TEXTO PARA ANALIZAR:
○ ○ ○ ○
No puede decirse que las democracias sean el sistema político ideal porque todo es mejorable, pero sí podemos decir que es el mejor de todos, el menos malo, pero desgraciadamente también tienen enemigos dispuestos a acabar con ellas.
Acabamos de verlos en Brasil
Lula tomó posesión como presidente el 1 de enero. Un hombre había sido ya detenido por planear un gran atentado para boicotear la ceremonia. No se trataba solo de un caso aislado: desde la derrota de Bolsonaro se temía que él o sus seguidores más radicales se atrevieran a armar alguna tras negar la legitimidad de los resultados electorales. Y pasó unos días después, cuando miles de ultras brasileños irrumpieron en el Congreso, el Tribunal Supremo y la sede del poder ejecutivo. Ya antes de atreverse a asaltar el edificio, la principal reivindicación de la convocatoria estaba clara: pedir un golpe militar contra Lula. Las imágenes recordaban a las del Capitolio de Estados Unidos, cuando una turba de seguidores de Trump, hace justo dos años por estas fechas, irrumpió en el edificio para impedir la proclamación de Joe Biden con un comportamiento más propio de jóvenes gamberros que de hombres hechos y derechos.
○ ○ ○ ○
EXTRACTOS DEL CONJUNTO:
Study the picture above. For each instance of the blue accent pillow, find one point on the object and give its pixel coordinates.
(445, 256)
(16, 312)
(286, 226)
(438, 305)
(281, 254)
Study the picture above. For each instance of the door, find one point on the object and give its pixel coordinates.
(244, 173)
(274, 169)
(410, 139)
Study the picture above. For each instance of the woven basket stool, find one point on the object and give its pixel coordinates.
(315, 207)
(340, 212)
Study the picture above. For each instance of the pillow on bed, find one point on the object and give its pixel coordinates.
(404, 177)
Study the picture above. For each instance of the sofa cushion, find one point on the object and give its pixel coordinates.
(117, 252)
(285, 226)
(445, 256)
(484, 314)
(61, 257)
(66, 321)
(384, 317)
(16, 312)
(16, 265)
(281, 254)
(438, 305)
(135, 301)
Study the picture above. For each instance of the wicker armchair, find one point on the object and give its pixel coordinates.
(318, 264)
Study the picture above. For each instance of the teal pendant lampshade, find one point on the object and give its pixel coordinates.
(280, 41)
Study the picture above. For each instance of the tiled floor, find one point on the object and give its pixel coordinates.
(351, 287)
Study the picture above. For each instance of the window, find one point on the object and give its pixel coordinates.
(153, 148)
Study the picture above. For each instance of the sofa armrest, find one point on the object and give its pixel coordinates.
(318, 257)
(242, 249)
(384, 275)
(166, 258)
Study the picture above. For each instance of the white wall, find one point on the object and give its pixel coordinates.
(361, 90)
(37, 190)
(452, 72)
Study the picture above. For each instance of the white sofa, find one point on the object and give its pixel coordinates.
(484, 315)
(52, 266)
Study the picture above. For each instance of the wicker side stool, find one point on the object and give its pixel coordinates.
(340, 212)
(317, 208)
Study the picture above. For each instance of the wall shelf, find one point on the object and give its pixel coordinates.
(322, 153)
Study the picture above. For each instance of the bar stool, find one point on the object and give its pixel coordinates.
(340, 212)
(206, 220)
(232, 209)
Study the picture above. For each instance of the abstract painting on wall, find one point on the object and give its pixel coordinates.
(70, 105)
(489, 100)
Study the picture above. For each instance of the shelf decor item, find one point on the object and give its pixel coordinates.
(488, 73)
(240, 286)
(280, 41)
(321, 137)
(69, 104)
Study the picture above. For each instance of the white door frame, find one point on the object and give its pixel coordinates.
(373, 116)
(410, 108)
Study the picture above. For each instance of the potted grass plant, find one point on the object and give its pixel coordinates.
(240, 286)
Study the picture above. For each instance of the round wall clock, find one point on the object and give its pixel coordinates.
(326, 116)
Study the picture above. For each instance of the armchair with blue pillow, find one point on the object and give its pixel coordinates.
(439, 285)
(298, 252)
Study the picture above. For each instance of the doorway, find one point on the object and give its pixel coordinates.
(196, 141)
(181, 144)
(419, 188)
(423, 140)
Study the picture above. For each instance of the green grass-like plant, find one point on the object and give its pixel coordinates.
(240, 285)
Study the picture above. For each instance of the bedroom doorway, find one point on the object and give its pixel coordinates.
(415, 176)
○ ○ ○ ○
QUÉ HACER:
A. Responde según el texto sobre el asalto en Brasil:
(i) ¿Qué día tomó posesión Lula como presidente?
(ii) ¿En qué lugares irrumpieron los ultras brasileños?
(iii) ¿Qué quería impedir la turba que entró en el Capitolio de Estados Unidos?
B. Cambia "enemigos" por "adversarios" en el fragmento del texto sobre el asalto en Brasil que va desde "No puede decirse" hasta "acabar con ellas.", ambos incluidos, y escribe el fragmento resultante.
Los registros proceden de otra fuente.

SOLUCIONES:
A.
(i) El 1 de enero.
(ii) En el Congreso, el Tribunal Supremo y la sede del poder ejecutivo.
(iii) La proclamación de Joe Biden.

B.
No puede decirse que las democracias sean el sistema político ideal porque todo es mejorable, pero sí podemos decir que es el mejor de todos, el menos malo, pero desgraciadamente también tienen adversarios dispuestos a acabar con ellas.